#### Excerpt provided:
- Opening Delimiter -

Time points for daily climatology are not intuitive

ehogan commented 3 years ago

📰 Custom Issue

Hello :)

I have a cube containing 4 full years of daily data. Using aggregated_by, I aggregate the cube using a "day" and "month" coordinate. This produces a daily climatology with time points that start in July 🤯 (the bounds are as expected).

Mathematically, this makes sense, since the mean of, e.g. (Jan 1, 2000), (Jan 1, 2001), (Jan 1, 2002) and (Jan 1, 2003) is in July 2001.

However, scientifically, this doesn't make sense, since a scientist would expect the first time point of a daily climatology created as above to be Jan 1.

The CF conventions state (at the end of paragraph 2 in Section 7.4): "The time coordinates should be values that are representative of the climatological time intervals, such that an application which does not recognise climatological time will nonetheless be able to make a reasonable interpretation.". I'm not sure this is happening in this case.

Would it be better to set the time points in the climatology file such that they are more representative of the climatological time intervals?

rcomer commented 3 years ago

Related: #1422

ehogan commented 3 years ago

Thanks @rcomer; I did search for previous issues but apparently not very well! 😜

rcomer commented 3 years ago

Hi @ehogan, would the ability to tell it to use the max or min point help? #4295

ehogan commented 3 years ago

Thanks @rcomer; our workaround currently involves resetting the time points in the climatology cube with the time points from the first year from the input cube, so using the min point would help! :)

trexfeathers commented 3 years ago

I was thinking about this yesterday. Given Coord has the climatological attribute, this seems like a reasonably 'soluble' problem. Not sure if I have enough time though, we'll see.

trexfeathers commented 3 years ago

I've taken a brief look this morning, and here is the offending line:

https://github.com/SciTools/iris/blob/0af0c8d447bb90a4f693270ea20ffbfd1ee97f79/lib/iris/analysis/__init__.py#L2275

I had originally imagined adding a climatological parameter to Cube.aggregated_by(), but this would need to be passed down through several call 'layers' before it reached the above line. So it might instead be better to add code determining that the precursor coordinate in question looks climatological (covers multiple years but only one point within each year?), and to make sure the user expects the different behaviour via a clear docstring.

rcomer commented 3 years ago

covers multiple years but only one point within each year?

I think just "covers multiple years" would do it. I might, for example, start off with monthly means and then aggregate by season to make spring/summer/autumn/winter climatologies, each containing 3 points from each year.

IMO, what is done for aggregated_by points should also be done for collapsed points, so there is another offending line here:

https://github.com/SciTools/iris/blob/0af0c8d447bb90a4f693270ea20ffbfd1ee97f79/lib/iris/coords.py#L2009

rcomer commented 3 years ago

Or if you want to make it opt-in but don't want to pass the parameter down the "plumbing", could use a context manager instead?

- Closing Delimiter -

#### Work to be completed:
Answer these questions about the thread on daily climatology time points:
1. How many full years of daily data does the cube in the opening post contain?
2. What workaround does ehogan describe for fixing the time points?
3. What does rcomer suggest using instead of passing a parameter down the "plumbing"?
The records have no connection to the text.

#### Supplied data:

- Opening Delimiter -

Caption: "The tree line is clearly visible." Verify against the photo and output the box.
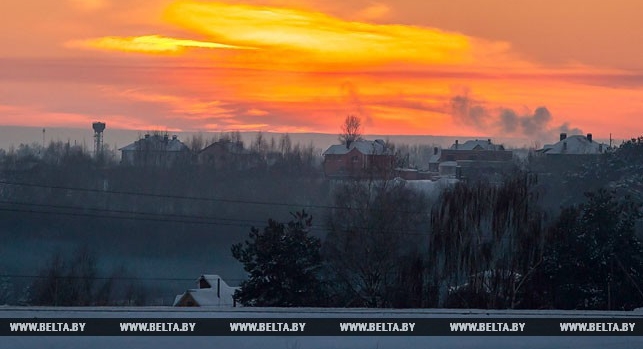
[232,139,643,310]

- Closing Delimiter -
- Opening Delimiter -

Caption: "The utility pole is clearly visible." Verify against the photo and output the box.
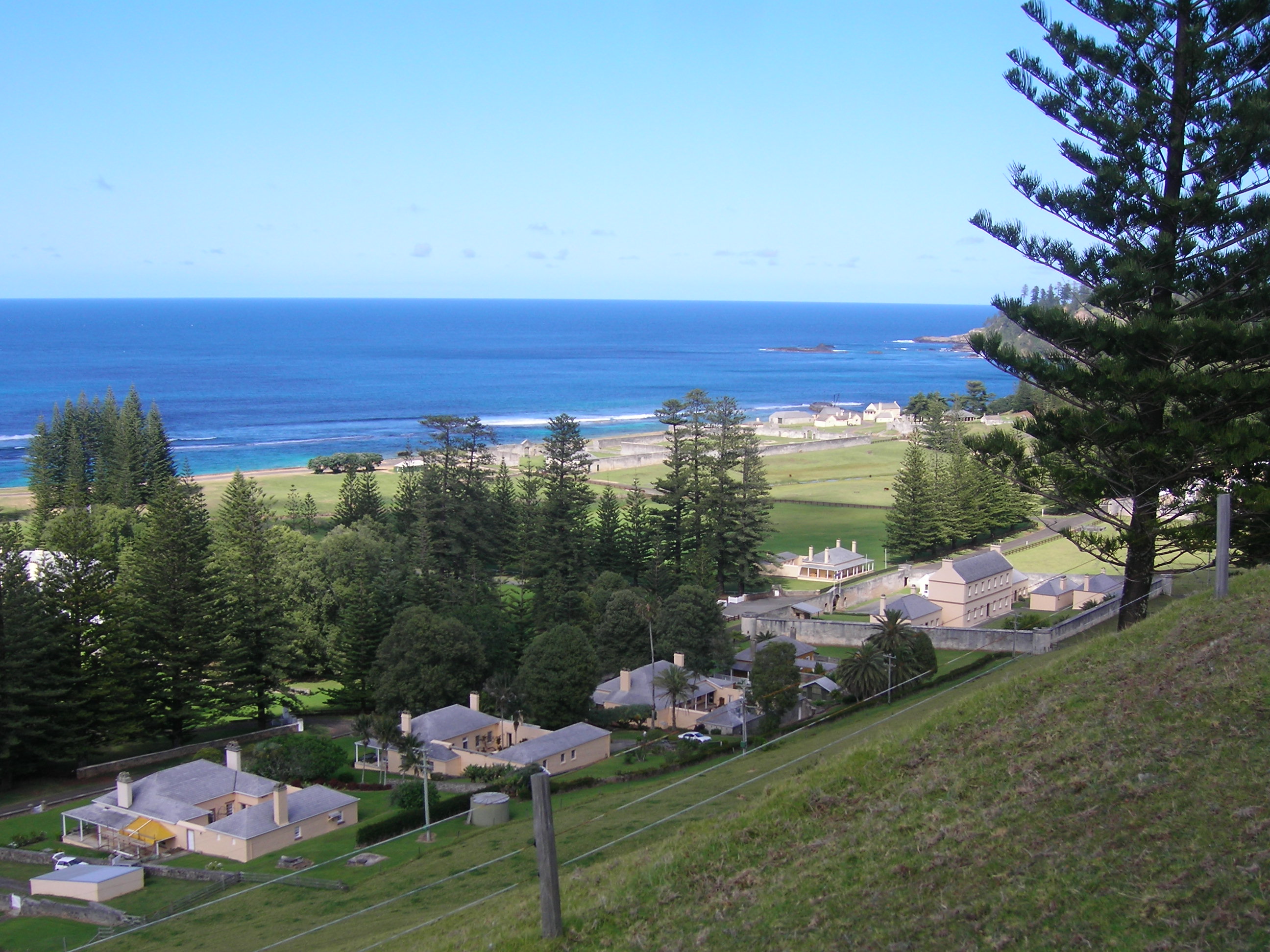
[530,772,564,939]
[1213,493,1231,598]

- Closing Delimiter -

#### Exercise output:
1. Four full years.
2. Resetting the time points in the climatology cube with the time points from the first year of the input cube.
3. A context manager.